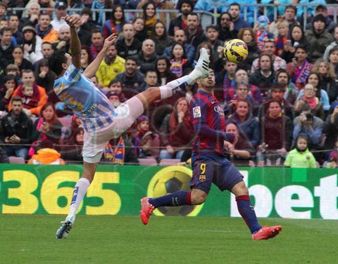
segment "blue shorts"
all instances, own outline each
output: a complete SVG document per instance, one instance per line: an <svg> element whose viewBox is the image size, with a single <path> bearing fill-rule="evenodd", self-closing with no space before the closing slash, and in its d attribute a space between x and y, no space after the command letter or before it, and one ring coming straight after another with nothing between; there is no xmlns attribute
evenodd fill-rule
<svg viewBox="0 0 338 264"><path fill-rule="evenodd" d="M191 189L198 189L208 193L214 183L222 191L231 190L243 181L243 175L237 168L224 156L218 153L193 153L193 178Z"/></svg>

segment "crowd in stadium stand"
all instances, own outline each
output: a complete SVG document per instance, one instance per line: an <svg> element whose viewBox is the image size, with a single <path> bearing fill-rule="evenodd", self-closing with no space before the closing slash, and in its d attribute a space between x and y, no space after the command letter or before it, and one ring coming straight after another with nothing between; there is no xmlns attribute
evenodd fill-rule
<svg viewBox="0 0 338 264"><path fill-rule="evenodd" d="M194 11L214 12L214 2L226 4L217 6L217 24L201 25ZM273 7L264 15L263 9L256 12L250 6L244 20L242 4L270 3L277 8L277 20ZM75 13L80 18L76 28L83 69L106 37L118 35L92 78L114 107L149 87L189 73L200 49L205 48L216 77L215 96L226 114L226 132L239 137L235 145L225 142L229 160L245 166L335 168L338 26L326 5L332 3L335 1L0 2L0 162L8 163L10 156L30 164L82 160L83 128L54 92L56 75L48 64L55 50L71 53L70 29L61 17ZM304 8L298 4L318 5L307 8L306 25ZM12 10L24 7L24 12ZM111 12L93 16L93 10L103 8ZM126 9L142 12L139 17L131 13L127 20ZM165 13L157 15L157 10L175 9L179 13L170 13L169 21ZM248 58L239 64L223 55L224 43L233 38L248 47ZM138 164L138 158L154 156L159 161L186 161L194 139L189 104L196 91L197 85L191 85L150 105L134 125L110 141L102 160ZM236 109L229 105L233 100L238 102Z"/></svg>

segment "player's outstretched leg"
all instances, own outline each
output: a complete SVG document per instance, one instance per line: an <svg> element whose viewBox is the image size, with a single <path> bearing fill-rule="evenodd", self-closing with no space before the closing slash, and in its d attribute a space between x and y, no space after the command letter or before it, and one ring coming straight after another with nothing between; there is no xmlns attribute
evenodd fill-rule
<svg viewBox="0 0 338 264"><path fill-rule="evenodd" d="M144 225L146 225L153 211L157 207L191 204L191 192L187 191L177 191L157 198L144 197L141 199L141 220Z"/></svg>
<svg viewBox="0 0 338 264"><path fill-rule="evenodd" d="M69 234L72 227L75 222L75 215L80 204L83 199L96 170L98 163L89 163L83 162L83 172L82 177L77 181L74 188L73 196L69 208L69 213L62 225L56 231L55 238L66 238Z"/></svg>
<svg viewBox="0 0 338 264"><path fill-rule="evenodd" d="M130 114L136 119L142 114L151 103L158 100L171 97L177 92L193 83L198 79L209 76L209 55L205 49L200 50L200 56L194 70L188 75L182 76L160 87L151 87L128 100L125 104L129 106ZM139 99L138 100L137 99ZM117 108L119 109L119 107ZM123 114L121 115L123 116Z"/></svg>
<svg viewBox="0 0 338 264"><path fill-rule="evenodd" d="M281 226L262 227L258 224L255 209L250 202L249 191L244 182L236 184L231 191L236 196L238 211L250 229L253 240L268 239L282 231Z"/></svg>

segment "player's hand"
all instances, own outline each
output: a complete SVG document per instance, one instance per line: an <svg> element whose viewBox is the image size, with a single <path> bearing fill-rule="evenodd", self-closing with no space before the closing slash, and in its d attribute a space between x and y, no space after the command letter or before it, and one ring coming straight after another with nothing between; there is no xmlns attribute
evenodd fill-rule
<svg viewBox="0 0 338 264"><path fill-rule="evenodd" d="M104 40L104 43L103 44L102 50L108 51L108 49L116 42L116 39L117 39L117 36L116 36L115 33L112 34Z"/></svg>
<svg viewBox="0 0 338 264"><path fill-rule="evenodd" d="M62 19L64 19L68 26L71 27L75 27L75 24L80 21L80 18L78 18L76 14L74 14L71 16L66 15L66 16L62 16L61 18Z"/></svg>
<svg viewBox="0 0 338 264"><path fill-rule="evenodd" d="M67 43L65 40L60 40L59 42L57 43L57 46L56 46L56 49L59 50L60 49L62 49L66 46Z"/></svg>

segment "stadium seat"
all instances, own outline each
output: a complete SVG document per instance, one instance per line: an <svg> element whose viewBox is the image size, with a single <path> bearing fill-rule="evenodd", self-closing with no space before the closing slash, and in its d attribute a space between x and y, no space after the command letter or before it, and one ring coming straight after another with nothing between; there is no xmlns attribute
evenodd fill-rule
<svg viewBox="0 0 338 264"><path fill-rule="evenodd" d="M153 144L152 144L151 154L152 156L158 158L160 155L160 145L161 141L160 136L158 134L154 134L155 138L153 139Z"/></svg>
<svg viewBox="0 0 338 264"><path fill-rule="evenodd" d="M62 126L66 126L66 127L70 127L72 124L72 118L70 118L60 117L59 118L59 121L62 124Z"/></svg>
<svg viewBox="0 0 338 264"><path fill-rule="evenodd" d="M138 159L140 165L143 166L157 166L156 160L152 159Z"/></svg>
<svg viewBox="0 0 338 264"><path fill-rule="evenodd" d="M25 160L20 157L9 156L9 163L11 164L24 164Z"/></svg>
<svg viewBox="0 0 338 264"><path fill-rule="evenodd" d="M181 162L179 159L162 159L160 161L160 165L177 165Z"/></svg>

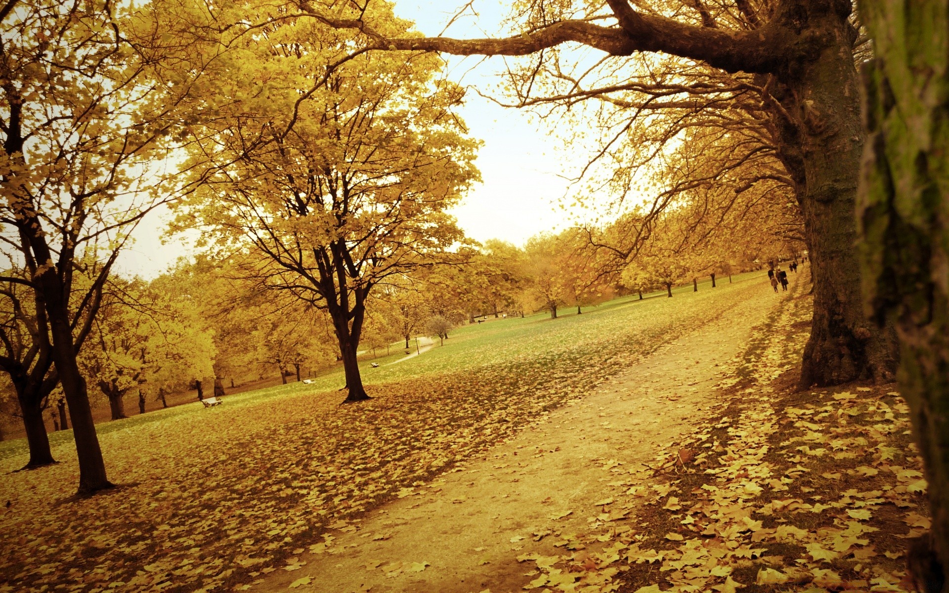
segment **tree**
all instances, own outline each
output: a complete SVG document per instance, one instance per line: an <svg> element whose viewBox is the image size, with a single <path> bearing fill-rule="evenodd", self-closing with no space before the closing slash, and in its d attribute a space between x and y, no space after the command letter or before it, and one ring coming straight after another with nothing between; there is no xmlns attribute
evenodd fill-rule
<svg viewBox="0 0 949 593"><path fill-rule="evenodd" d="M557 319L557 307L565 304L557 237L552 234L530 237L524 246L524 275L528 278L528 292L533 299L533 308L546 308L550 311L550 319Z"/></svg>
<svg viewBox="0 0 949 593"><path fill-rule="evenodd" d="M428 323L425 324L425 328L434 336L438 336L441 345L445 345L445 338L448 337L448 330L450 330L454 325L452 322L448 321L441 315L434 315L428 319Z"/></svg>
<svg viewBox="0 0 949 593"><path fill-rule="evenodd" d="M557 237L558 268L564 302L577 307L598 305L613 296L610 280L614 274L603 260L608 254L597 250L586 240L580 229L568 229Z"/></svg>
<svg viewBox="0 0 949 593"><path fill-rule="evenodd" d="M624 69L624 58L639 52L661 51L725 72L753 75L774 130L775 154L803 213L814 275L814 315L800 383L892 376L894 343L888 332L871 330L864 317L853 249L864 136L854 66L858 34L850 0L735 1L715 9L702 2L683 2L676 10L666 10L666 3L660 9L638 2L634 9L627 0L605 5L536 0L518 10L523 33L472 40L393 37L348 5L334 5L335 12L311 3L297 6L320 22L358 30L364 48L536 56L526 73L518 74L524 80L531 80L530 72L556 71L545 68L545 60L556 59L560 46L571 42L605 53L609 59L604 63L616 73L614 87L620 89L627 88L624 79L635 66L627 61ZM584 92L595 96L609 89Z"/></svg>
<svg viewBox="0 0 949 593"><path fill-rule="evenodd" d="M276 367L280 380L287 384L287 374L292 368L300 380L300 366L307 361L328 362L331 359L329 348L326 347L323 336L326 332L320 311L301 306L300 302L291 301L281 307L267 310L260 307L260 316L252 341L257 344L257 360L266 368Z"/></svg>
<svg viewBox="0 0 949 593"><path fill-rule="evenodd" d="M81 493L111 483L76 357L128 232L174 195L161 156L201 70L153 9L12 0L0 10L0 223L28 273L16 282L45 310L35 335L68 402ZM157 80L172 52L179 76Z"/></svg>
<svg viewBox="0 0 949 593"><path fill-rule="evenodd" d="M10 258L0 289L0 368L9 378L27 432L29 460L26 469L54 462L43 421L49 394L59 382L42 300L29 287L28 272Z"/></svg>
<svg viewBox="0 0 949 593"><path fill-rule="evenodd" d="M409 347L409 340L419 331L428 316L428 307L422 301L421 293L417 287L406 285L402 287L388 287L380 295L389 306L389 318L392 320L394 331L405 340L405 348Z"/></svg>
<svg viewBox="0 0 949 593"><path fill-rule="evenodd" d="M134 389L143 405L146 385L170 388L213 374L212 334L191 299L160 278L146 285L113 277L106 288L79 361L108 400L113 420L126 417L124 398Z"/></svg>
<svg viewBox="0 0 949 593"><path fill-rule="evenodd" d="M386 30L405 31L379 9ZM359 401L371 291L462 238L444 211L477 175L475 142L452 113L463 92L437 80L434 55L347 56L352 39L313 20L264 32L233 42L242 53L221 83L238 81L240 100L195 139L209 168L192 206L219 241L245 250L246 277L327 311L346 401Z"/></svg>
<svg viewBox="0 0 949 593"><path fill-rule="evenodd" d="M865 70L861 205L864 288L895 319L900 391L929 484L932 537L907 565L920 590L949 591L949 3L862 0L878 56Z"/></svg>

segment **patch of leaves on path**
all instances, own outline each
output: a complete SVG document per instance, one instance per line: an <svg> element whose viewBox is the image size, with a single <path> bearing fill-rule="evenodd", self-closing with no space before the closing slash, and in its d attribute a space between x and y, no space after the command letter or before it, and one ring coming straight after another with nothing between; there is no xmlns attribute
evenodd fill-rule
<svg viewBox="0 0 949 593"><path fill-rule="evenodd" d="M63 502L78 476L75 454L62 447L63 463L4 476L0 592L223 590L299 570L307 549L338 551L327 529L355 528L363 511L457 470L726 302L692 303L617 328L599 349L375 385L374 398L356 405L338 405L339 393L194 404L195 414L102 435L110 474L124 486L88 499ZM424 569L423 559L407 560L418 565L400 571Z"/></svg>
<svg viewBox="0 0 949 593"><path fill-rule="evenodd" d="M809 310L792 299L762 328L721 417L610 468L617 493L586 533L554 534L562 555L518 558L536 563L524 589L912 590L905 549L929 518L908 408L893 385L793 393Z"/></svg>

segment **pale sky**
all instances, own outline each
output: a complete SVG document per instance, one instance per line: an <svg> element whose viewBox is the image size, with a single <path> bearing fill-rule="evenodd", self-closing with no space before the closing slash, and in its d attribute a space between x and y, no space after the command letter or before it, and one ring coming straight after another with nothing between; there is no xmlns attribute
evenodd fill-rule
<svg viewBox="0 0 949 593"><path fill-rule="evenodd" d="M465 4L459 0L396 0L396 14L416 22L426 35L437 35L455 9ZM508 3L494 0L474 2L477 18L468 15L453 24L445 33L452 37L487 37L497 33ZM494 76L503 67L503 59L448 57L449 78L482 90L498 82ZM468 236L478 240L497 238L523 245L529 237L544 231L563 228L564 215L557 208L575 174L565 166L569 152L530 114L505 108L469 90L459 109L471 135L484 145L476 165L483 182L476 185L452 213ZM585 158L584 158L585 160ZM554 212L557 209L561 213ZM151 214L136 232L136 244L118 262L119 270L153 277L166 269L181 255L192 251L194 237L177 237L165 245L159 239L167 224L167 212Z"/></svg>

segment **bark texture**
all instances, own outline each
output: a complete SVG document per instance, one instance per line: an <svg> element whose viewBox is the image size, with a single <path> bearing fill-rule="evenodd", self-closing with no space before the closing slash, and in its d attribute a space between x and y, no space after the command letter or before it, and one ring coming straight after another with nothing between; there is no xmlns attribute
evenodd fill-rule
<svg viewBox="0 0 949 593"><path fill-rule="evenodd" d="M814 35L808 59L787 61L771 79L778 155L796 185L814 278L814 315L799 386L889 380L896 367L895 334L872 327L864 315L853 247L864 134L850 5L782 6L776 22Z"/></svg>
<svg viewBox="0 0 949 593"><path fill-rule="evenodd" d="M25 407L21 402L20 411L23 413L23 427L27 430L27 444L29 446L29 461L24 469L31 470L56 463L49 450L49 437L43 422L43 408L38 403L30 403Z"/></svg>
<svg viewBox="0 0 949 593"><path fill-rule="evenodd" d="M932 533L907 565L949 591L949 2L863 0L875 41L867 65L860 193L864 289L895 320L900 391L929 482Z"/></svg>

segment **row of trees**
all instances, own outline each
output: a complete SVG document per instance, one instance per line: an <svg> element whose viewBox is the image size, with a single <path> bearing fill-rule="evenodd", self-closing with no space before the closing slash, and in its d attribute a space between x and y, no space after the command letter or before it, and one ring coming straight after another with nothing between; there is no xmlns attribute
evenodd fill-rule
<svg viewBox="0 0 949 593"><path fill-rule="evenodd" d="M544 267L569 265L538 248L536 278L551 281L538 299L551 314L558 300L602 294L597 283L641 254L656 271L649 258L736 242L728 233L744 225L744 243L757 230L809 250L801 385L892 377L895 334L865 316L853 249L855 63L867 48L849 0L636 4L525 2L513 36L459 41L419 37L387 3L5 3L0 282L12 321L0 366L20 401L62 389L80 491L110 486L82 352L106 333L97 320L118 253L166 201L179 227L236 256L256 291L324 311L346 400L368 397L356 361L367 304L467 258L445 210L477 180L477 143L438 51L529 56L509 70L517 104L565 126L592 117L571 129L599 135L588 179L622 215L583 230L591 250L573 261L599 269L594 283L567 272L553 282ZM591 67L567 42L605 55ZM652 203L626 201L645 178ZM665 245L663 228L678 242Z"/></svg>

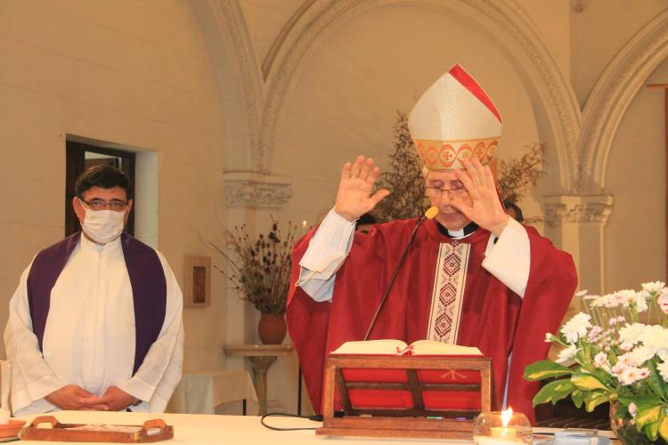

◆ Task statement:
From the line with "segment **pale sky**" to the line with "4L459 0L396 0L396", inclusive, return the listing's lines as a JSON array of strings, one string per line, omitting any blank lines.

◆ Answer to this exercise:
[
  "segment **pale sky**",
  "all instances, own outline each",
  "output: a complete SVG document per instance, one instance per line: an <svg> element whose viewBox is the image size, with a single <path> bearing fill-rule=\"evenodd\", self-closing with no space before the closing slash, and in its d attribute a space between x and y, no space after the command letter or before it, and one ring coming straight after another with nothing between; there is no xmlns attribute",
  "evenodd fill-rule",
  "<svg viewBox=\"0 0 949 593\"><path fill-rule=\"evenodd\" d=\"M465 4L459 0L396 0L396 14L416 22L426 35L437 35L455 9ZM508 3L494 0L474 2L477 18L468 15L453 24L445 33L452 37L487 37L497 33ZM494 76L503 67L503 59L448 57L449 78L482 90L498 82ZM468 236L478 240L497 238L523 245L529 237L544 231L563 228L564 215L557 208L575 174L565 166L569 152L530 114L505 108L469 90L459 109L471 135L484 145L476 165L483 182L476 185L452 213ZM585 158L584 158L585 160ZM554 212L557 209L561 213ZM151 214L136 232L136 244L118 262L119 270L153 277L166 269L181 255L192 251L194 237L177 237L165 245L159 239L167 224L167 212Z\"/></svg>"
]